◆ **Aim of the exercise**
Return every line of the data below without changing a word, and leave the picture out.

:::

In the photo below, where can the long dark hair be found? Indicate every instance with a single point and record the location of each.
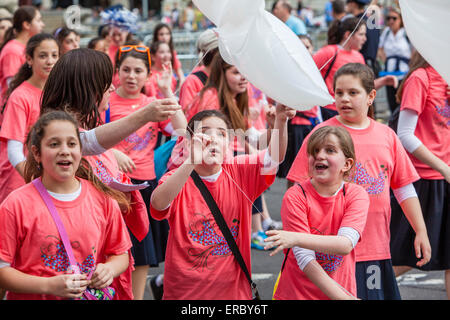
(77, 83)
(33, 170)
(62, 33)
(158, 27)
(364, 74)
(338, 28)
(237, 111)
(21, 15)
(25, 72)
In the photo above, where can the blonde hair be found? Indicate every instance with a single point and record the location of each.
(319, 136)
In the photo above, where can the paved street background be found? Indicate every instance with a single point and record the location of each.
(414, 285)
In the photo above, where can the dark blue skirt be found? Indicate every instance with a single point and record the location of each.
(152, 249)
(296, 135)
(375, 280)
(434, 197)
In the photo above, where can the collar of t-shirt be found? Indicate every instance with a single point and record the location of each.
(66, 196)
(213, 177)
(354, 128)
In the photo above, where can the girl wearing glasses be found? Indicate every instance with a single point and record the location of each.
(163, 33)
(395, 51)
(161, 57)
(27, 22)
(137, 149)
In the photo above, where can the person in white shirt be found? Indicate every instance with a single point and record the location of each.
(395, 51)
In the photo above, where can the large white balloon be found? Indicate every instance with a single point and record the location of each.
(427, 24)
(266, 52)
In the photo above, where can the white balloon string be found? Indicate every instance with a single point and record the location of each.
(351, 34)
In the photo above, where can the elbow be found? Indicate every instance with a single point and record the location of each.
(345, 248)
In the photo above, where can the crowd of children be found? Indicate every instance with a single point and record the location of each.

:::

◆ **Full output**
In the photo below, where can the long dark hair be found? Indicate every instance with a single point and record the location of each.
(77, 83)
(33, 170)
(62, 33)
(158, 27)
(364, 74)
(338, 28)
(237, 111)
(21, 15)
(25, 72)
In the photo above, where can the blonde hair be found? Indicate every instance with a single point and record the location of each.
(319, 136)
In the photo above, where can the paved street background be found? Indicate every instance with a single point and record the location of each.
(414, 285)
In the photo above, where can the dark blue skirt be found? Indicate every instance with a single point and record the location of each.
(152, 249)
(296, 135)
(375, 280)
(434, 197)
In the photo above, where can the collar of t-shirt be found? Indicate every instance with a single point and record the location of each.
(66, 196)
(213, 177)
(354, 128)
In the photo above, where can the girl wearing glasses be found? Indicate every instance with a single point and record the location of each.
(163, 33)
(395, 51)
(161, 57)
(27, 22)
(137, 149)
In the photo above, where can the person in white shirt be found? Indicate every instance with a single point and record the location of each.
(395, 51)
In the photo above, where can the large white balloon be found? Indicate every instance with a single point and record the location of each.
(427, 24)
(266, 52)
In the photo above, where can the white balloon string be found? Indicate every instance with a single point and record the location of each.
(351, 34)
In the photo above, where can the elbow be found? Indicate every instance with a single point and record the location of each.
(345, 248)
In the photo above, where can the crowd of children be found? Indicate every instance with a single point and record the location of each.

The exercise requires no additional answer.